### Ausgewählter Text
┏━━
# java.util.Random



## lernen.2007 (4. April 2006)

Kennt jemand vielleicht die Algorithmus(Rechenweg) von Random. Wie macht er aus einer Zahl eine Zufallszahl?Ich will halt wissen wie die Methoden zu dieser Klassen implementiert sind!Damit ich aus der generierten Zufallszahl die ursprüngliche Zahl wieder finden kann.


Danke


----------



## flashray (4. April 2006)

Hallo Erkan,

erzeuge in Eclipse in einer beliebigen Klasse ein Random Objekt. Markiere "Random" und drücke auf F3. Dann öffnet sich der Quellcode der Klasse Random.

Vg Erdal


----------



## lernen.2007 (4. April 2006)

Ich habe es gemacht. Es zeigt mir nur die Methoden mit der Meldung: SOURCE NOT FOUND.


----------



## flashray (4. April 2006)

Also bei mir funktioniert es. Hast du denn in Window -> Preferences -> Java -> Installed JREs ->  JDK statt JRE ausgewählt?

Vg Erdal


----------



## Thomas Darimont (4. April 2006)

Hallo!

Welche "ursprüngliche" Zahl meinst du denn? Bei einem Random kannst du den seed Wert angeben, meinst du den?

Gruss Tom


----------



## lernen.2007 (4. April 2006)

Hallo,

z.B.

Random random = new Random();
random.nextInt(7);

liefert z.B. 3.

Jetzt will ich die erzeugte Zufallszahl(3) angeben und die 7 erhalten. Gibt es den so was?

Danke


----------



## lernen.2007 (5. April 2006)

Hallo,
wie sieht es mit der Wahrscheinlichkeit bei der Zufallsgenerator aus. z.B. wie hoch ist die Wahrscheinlichkeit
Random random = new Random();
random.nextInt(4);

,dass ich jetzt eine Zufallszahl 3 bekomme!Kann man das irgendwie abschätzen.

Danke


----------
┗━━
### Ziel
Gib aus dem Forumsthread zu java.util.Random oben alles von „erzeuge in Eclipse“ bis hinunter zu „der Klasse Random.“ wortgetreu wieder.

### Datenauszüge
┏━━
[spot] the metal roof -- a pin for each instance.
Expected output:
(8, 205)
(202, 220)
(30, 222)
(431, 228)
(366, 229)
┗━━
### Schriftliche Antwort
erzeuge in Eclipse in einer beliebigen Klasse ein Random Objekt. Markiere "Random" und drücke auf F3. Dann öffnet sich der Quellcode der Klasse Random.